Text shown:
·····

Assist. Prof. Eleonóra Matoušková, PhD.


The aim of this article is to compare the revenue and expenditure of the state budget in two EU countries - in the Slovak Republic (SR) and Czech Republic (CR). Due to the fact that the SR and CR are paying other currency, we have compared only the ratio indicators of both countries. For the reference period, we have identified the period from 2014 to 2018. In this period the economies of both countries have completely overcome the effects of global financial and economic crisis and achieved relatively high economic growth. It was a period very favourable to the governments already not to implement state budget deficits but on the contrary to achieve a balanced state budget.
The average rate of economic growth in the reporting period amounted to 3.6% in the Slovak Republic and to 3.2% in the Czech Republic. The unemployment rate in the SR decreased from 12.3% in 2014 to 5.0% in 2018 and in the CR from 6.1% to 2.1% in the same period. The share of public debt to GDP fell from 53.5% in 2014 to 48.7% in 2018 in the SR. The same indicator fell much more sharply in the CR, from 42.2 % in 2014 to 30.5% in 2018. Fiscal position of the SR and CR was thus during the reporting period favourable.

·····

Material supplied:
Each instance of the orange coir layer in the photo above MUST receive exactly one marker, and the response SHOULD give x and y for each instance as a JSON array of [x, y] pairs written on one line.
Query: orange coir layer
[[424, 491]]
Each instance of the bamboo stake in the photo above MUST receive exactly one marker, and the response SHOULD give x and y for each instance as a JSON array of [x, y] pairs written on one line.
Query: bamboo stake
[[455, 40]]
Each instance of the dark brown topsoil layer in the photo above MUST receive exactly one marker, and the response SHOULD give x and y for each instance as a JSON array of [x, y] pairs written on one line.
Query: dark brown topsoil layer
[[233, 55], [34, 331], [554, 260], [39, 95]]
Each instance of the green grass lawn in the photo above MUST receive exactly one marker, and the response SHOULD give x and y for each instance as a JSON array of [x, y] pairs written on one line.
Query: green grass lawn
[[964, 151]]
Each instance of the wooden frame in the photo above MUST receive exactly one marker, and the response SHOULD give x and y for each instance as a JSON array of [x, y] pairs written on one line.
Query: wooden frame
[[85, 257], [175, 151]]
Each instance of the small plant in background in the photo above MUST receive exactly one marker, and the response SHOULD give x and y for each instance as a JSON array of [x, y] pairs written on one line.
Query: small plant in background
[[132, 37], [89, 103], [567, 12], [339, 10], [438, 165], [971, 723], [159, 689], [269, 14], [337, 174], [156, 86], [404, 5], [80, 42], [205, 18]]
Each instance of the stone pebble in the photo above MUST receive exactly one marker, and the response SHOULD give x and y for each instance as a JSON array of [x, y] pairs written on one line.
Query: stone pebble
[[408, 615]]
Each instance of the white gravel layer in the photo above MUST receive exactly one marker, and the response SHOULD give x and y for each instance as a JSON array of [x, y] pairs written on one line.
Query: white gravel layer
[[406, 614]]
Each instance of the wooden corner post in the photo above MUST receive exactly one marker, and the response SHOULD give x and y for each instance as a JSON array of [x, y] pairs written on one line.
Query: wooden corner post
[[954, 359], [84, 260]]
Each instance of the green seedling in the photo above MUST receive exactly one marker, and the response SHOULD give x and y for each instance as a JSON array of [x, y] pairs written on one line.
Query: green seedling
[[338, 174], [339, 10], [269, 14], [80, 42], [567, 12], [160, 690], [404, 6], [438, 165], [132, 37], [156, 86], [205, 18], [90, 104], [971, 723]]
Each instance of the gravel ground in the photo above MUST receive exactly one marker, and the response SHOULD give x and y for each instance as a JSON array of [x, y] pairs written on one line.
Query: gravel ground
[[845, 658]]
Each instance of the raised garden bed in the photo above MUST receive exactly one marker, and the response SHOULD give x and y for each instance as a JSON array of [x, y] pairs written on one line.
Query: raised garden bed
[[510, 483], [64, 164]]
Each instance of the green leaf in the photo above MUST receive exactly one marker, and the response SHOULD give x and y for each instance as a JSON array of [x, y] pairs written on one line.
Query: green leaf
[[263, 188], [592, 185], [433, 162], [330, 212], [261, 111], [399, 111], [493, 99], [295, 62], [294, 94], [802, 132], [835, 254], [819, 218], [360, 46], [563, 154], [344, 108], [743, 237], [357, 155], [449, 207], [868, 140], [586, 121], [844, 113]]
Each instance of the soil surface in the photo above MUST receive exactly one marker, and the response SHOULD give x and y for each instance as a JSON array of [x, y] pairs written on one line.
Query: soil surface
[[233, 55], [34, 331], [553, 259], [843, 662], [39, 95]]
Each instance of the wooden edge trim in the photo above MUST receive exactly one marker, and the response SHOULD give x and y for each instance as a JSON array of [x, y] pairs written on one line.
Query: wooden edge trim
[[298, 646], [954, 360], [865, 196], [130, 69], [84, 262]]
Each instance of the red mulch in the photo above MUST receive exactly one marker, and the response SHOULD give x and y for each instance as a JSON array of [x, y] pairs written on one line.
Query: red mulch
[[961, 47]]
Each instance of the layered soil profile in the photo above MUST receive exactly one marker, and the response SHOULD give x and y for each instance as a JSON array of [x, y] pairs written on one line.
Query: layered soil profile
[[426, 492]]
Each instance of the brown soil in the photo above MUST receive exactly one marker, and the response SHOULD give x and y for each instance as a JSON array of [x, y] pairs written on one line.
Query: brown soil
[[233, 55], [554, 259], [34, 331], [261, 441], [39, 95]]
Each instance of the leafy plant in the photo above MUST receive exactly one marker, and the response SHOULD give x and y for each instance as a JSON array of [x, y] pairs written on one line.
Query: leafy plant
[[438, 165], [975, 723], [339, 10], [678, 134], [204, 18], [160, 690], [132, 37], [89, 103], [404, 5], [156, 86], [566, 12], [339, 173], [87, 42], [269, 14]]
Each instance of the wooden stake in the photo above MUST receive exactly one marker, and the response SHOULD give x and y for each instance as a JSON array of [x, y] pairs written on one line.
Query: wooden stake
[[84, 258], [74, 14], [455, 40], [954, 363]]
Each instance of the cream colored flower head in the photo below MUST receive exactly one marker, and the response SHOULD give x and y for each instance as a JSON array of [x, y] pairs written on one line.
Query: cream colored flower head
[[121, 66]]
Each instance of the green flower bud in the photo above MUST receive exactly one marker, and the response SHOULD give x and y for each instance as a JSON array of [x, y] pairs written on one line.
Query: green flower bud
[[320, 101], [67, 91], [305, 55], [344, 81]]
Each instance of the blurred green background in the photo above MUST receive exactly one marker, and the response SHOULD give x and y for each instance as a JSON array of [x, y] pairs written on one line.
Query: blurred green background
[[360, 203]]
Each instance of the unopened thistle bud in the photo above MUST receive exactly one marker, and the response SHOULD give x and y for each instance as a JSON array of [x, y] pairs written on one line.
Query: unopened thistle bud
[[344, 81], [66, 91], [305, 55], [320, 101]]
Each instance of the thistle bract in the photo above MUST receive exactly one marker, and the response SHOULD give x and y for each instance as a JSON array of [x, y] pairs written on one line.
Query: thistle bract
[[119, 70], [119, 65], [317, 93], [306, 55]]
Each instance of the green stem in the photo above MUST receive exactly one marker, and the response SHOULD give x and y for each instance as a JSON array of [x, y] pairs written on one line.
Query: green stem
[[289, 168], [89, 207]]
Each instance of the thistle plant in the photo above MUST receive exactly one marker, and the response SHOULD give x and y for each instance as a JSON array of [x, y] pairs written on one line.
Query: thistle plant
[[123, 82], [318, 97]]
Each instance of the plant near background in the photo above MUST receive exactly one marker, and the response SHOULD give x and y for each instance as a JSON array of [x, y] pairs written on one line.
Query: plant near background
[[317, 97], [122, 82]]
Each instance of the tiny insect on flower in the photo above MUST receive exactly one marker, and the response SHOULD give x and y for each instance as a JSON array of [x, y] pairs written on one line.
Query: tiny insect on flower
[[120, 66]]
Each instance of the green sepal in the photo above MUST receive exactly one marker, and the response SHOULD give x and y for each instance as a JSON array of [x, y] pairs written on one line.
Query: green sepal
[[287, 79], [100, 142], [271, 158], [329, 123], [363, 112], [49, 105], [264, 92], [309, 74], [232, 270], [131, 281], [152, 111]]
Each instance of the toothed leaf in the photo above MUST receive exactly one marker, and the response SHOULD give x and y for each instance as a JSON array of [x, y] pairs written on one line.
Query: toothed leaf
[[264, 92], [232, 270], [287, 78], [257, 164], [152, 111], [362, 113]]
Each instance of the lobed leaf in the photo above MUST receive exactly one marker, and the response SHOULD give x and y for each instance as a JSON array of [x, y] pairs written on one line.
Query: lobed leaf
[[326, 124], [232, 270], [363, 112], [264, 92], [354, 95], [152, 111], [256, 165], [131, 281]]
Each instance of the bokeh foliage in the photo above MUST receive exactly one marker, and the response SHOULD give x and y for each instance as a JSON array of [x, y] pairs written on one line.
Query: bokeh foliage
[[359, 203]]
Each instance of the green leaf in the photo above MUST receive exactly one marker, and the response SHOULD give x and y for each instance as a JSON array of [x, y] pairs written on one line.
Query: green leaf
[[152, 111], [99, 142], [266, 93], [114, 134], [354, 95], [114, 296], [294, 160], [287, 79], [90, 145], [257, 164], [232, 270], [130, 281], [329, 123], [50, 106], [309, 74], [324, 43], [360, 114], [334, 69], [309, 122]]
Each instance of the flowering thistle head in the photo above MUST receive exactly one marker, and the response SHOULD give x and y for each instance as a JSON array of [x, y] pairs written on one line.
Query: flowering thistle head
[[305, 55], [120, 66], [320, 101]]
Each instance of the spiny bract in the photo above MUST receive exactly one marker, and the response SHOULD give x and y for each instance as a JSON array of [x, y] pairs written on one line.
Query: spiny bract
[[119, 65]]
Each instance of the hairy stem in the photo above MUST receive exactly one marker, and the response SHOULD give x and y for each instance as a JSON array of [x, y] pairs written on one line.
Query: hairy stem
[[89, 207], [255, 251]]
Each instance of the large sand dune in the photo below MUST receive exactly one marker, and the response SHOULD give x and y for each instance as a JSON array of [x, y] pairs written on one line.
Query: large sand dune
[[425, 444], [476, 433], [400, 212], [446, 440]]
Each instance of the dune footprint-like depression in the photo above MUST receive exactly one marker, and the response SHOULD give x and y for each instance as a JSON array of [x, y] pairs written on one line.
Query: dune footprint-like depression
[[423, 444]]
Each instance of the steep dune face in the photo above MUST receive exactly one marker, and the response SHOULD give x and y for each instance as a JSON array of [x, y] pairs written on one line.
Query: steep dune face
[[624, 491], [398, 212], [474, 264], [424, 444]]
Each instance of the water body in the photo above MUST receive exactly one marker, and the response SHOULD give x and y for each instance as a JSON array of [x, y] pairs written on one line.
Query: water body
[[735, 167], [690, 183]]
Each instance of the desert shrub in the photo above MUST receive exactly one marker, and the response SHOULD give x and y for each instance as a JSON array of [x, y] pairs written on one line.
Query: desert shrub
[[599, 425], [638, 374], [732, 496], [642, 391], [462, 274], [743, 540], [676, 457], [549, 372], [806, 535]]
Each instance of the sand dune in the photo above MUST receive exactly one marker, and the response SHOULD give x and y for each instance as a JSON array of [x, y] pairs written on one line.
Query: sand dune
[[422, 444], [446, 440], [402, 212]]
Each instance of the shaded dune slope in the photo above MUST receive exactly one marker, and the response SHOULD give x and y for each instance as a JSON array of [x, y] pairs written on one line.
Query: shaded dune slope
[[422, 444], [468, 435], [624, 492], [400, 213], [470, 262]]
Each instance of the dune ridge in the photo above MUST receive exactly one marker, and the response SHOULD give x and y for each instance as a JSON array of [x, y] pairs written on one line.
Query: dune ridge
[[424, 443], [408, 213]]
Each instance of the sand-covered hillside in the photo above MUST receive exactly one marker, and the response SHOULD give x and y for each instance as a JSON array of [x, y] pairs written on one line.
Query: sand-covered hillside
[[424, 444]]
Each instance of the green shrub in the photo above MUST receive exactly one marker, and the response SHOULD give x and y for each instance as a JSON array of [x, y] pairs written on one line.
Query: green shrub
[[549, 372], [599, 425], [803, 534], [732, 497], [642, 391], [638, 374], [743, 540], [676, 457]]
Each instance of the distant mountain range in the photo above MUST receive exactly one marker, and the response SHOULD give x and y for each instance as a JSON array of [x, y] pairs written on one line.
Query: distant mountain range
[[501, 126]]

·····

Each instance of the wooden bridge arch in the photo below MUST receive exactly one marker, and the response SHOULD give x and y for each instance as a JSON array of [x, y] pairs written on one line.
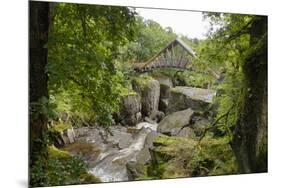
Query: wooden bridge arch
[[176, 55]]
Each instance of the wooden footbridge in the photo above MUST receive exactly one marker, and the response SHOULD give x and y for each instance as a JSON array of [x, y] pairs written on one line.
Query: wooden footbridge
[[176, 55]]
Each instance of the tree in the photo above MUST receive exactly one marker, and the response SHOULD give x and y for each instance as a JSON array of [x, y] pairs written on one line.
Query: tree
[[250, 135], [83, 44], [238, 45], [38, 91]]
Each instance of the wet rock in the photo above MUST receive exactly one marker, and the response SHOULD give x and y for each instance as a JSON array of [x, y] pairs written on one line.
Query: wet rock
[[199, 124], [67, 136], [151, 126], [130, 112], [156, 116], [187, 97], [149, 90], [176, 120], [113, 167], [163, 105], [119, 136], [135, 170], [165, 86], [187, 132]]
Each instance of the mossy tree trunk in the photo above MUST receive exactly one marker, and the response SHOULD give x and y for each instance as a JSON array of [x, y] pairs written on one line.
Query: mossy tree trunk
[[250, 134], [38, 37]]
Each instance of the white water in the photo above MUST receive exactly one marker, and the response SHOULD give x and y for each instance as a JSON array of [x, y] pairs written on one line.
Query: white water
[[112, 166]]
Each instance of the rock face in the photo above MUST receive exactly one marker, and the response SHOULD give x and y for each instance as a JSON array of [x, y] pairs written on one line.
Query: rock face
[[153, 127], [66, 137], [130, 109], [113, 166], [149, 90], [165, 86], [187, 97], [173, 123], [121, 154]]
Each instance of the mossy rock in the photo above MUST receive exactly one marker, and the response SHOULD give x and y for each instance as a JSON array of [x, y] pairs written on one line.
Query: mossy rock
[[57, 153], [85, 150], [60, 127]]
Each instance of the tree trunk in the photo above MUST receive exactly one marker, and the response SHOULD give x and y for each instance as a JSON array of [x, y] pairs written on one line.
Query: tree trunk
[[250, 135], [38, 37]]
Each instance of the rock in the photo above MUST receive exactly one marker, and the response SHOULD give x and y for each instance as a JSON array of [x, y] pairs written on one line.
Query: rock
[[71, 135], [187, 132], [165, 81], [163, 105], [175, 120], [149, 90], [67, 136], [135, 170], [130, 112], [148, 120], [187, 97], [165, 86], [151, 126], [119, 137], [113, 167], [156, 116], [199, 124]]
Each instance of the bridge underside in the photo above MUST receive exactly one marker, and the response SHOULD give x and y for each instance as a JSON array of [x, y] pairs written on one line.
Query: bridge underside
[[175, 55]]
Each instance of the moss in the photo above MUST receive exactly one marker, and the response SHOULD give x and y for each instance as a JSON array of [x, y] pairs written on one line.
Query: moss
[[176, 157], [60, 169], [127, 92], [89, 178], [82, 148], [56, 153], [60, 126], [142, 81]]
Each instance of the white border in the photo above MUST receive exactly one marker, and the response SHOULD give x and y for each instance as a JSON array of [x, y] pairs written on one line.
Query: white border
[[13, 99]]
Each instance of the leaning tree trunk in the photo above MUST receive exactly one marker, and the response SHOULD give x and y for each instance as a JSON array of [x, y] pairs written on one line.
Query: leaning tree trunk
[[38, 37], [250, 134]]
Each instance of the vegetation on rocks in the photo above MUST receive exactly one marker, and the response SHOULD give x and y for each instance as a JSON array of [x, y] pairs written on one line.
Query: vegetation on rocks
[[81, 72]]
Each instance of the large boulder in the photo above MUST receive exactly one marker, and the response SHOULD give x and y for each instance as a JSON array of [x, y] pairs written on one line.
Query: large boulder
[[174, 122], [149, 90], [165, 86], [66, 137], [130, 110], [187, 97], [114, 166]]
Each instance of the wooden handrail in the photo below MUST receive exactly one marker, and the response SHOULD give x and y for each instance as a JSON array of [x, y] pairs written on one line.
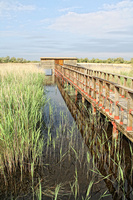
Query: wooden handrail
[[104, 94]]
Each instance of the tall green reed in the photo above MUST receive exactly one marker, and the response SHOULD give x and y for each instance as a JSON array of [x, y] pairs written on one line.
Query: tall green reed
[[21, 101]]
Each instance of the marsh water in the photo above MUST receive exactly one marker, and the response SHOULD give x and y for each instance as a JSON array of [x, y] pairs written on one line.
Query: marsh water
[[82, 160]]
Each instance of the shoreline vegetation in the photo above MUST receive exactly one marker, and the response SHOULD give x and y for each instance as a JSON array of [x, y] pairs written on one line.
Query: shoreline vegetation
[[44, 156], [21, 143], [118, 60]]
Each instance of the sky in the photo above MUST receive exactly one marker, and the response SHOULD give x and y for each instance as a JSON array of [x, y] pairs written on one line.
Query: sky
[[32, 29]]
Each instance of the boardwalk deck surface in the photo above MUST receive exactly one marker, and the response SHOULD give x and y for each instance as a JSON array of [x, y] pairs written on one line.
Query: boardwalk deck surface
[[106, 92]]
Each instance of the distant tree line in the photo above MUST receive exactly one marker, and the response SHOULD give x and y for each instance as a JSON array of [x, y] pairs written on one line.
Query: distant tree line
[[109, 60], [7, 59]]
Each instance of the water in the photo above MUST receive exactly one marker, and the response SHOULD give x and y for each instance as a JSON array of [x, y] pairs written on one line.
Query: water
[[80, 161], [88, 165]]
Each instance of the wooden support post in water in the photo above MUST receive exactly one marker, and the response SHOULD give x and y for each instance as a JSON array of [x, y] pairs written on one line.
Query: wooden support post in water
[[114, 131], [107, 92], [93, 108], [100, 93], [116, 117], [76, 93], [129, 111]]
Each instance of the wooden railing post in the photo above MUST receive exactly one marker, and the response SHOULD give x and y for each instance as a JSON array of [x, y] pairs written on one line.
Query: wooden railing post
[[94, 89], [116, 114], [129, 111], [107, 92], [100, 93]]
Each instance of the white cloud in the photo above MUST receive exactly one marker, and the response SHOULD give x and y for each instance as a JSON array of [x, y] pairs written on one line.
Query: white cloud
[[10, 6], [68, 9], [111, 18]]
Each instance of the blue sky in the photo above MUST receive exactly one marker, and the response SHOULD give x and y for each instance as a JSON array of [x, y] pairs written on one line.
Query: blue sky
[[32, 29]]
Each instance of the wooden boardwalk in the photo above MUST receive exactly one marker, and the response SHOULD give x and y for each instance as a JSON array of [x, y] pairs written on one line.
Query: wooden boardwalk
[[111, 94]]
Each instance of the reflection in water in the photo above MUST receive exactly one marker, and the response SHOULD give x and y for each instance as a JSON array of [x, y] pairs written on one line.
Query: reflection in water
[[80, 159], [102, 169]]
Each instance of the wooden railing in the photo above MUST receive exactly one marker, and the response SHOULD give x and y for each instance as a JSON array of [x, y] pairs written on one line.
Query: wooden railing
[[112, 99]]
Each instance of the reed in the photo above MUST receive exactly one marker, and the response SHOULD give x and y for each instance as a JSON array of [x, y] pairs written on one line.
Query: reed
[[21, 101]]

·····

Directives:
a. Answer these questions using the text on the Slovak and Czech state budgets:
(i) Which years did the authors set as the reference period?
(ii) What was the average rate of economic growth in the Czech Republic during the reporting period?
(iii) What share of GDP did public debt reach in the Czech Republic in 2018?
b. Pick up the text on the Slovak and Czech state budgets after its last sentence and continue writing it.

Answers for this exercise:
a.
(i) 2014 to 2018
(ii) 3.2%
(iii) 30.5%

b.
Total revenue of the state budget in the CR in reporting period slightly grew (with the exception of their minimal decline in 2016). The Czech Republic nearly has reached balanced budget in the year 2017. Significant growth of state budget revenue took place in the year 2018, which greatly contributed to the surplus of the state budget in 2018. The surplus was not only a result of economic boom, but primarily a result of structural improvement in public finances. Favourable economic situation allows to create reserves on cyclical fluctuations in the future, what the Czech government actually is carrying out through the creation of surpluses and decline in debt ratio.
The state budget revenue in the Slovak Republic has been relatively stable during the reporting period, they moved at an interval of 14.1 - 4.4 milliard EUR. In the year 2018 has reached a historical maximum of 15.4 milliard EUR. The Slovak government has introduced a number of measures at that time, which have asked for an increase in expenditure from the state budget. They are not measures that would have brought positive structural changes and which would have, in the medium or long term a positive effect on the revenue part of the state budget or budget of municipalities. These are a few packages of social measures. Although in terms of solidarity is the goal of these measures correct, most of them have been introduced across the board, that is, they were addressed to the individuals or families whose economic situation does not require it.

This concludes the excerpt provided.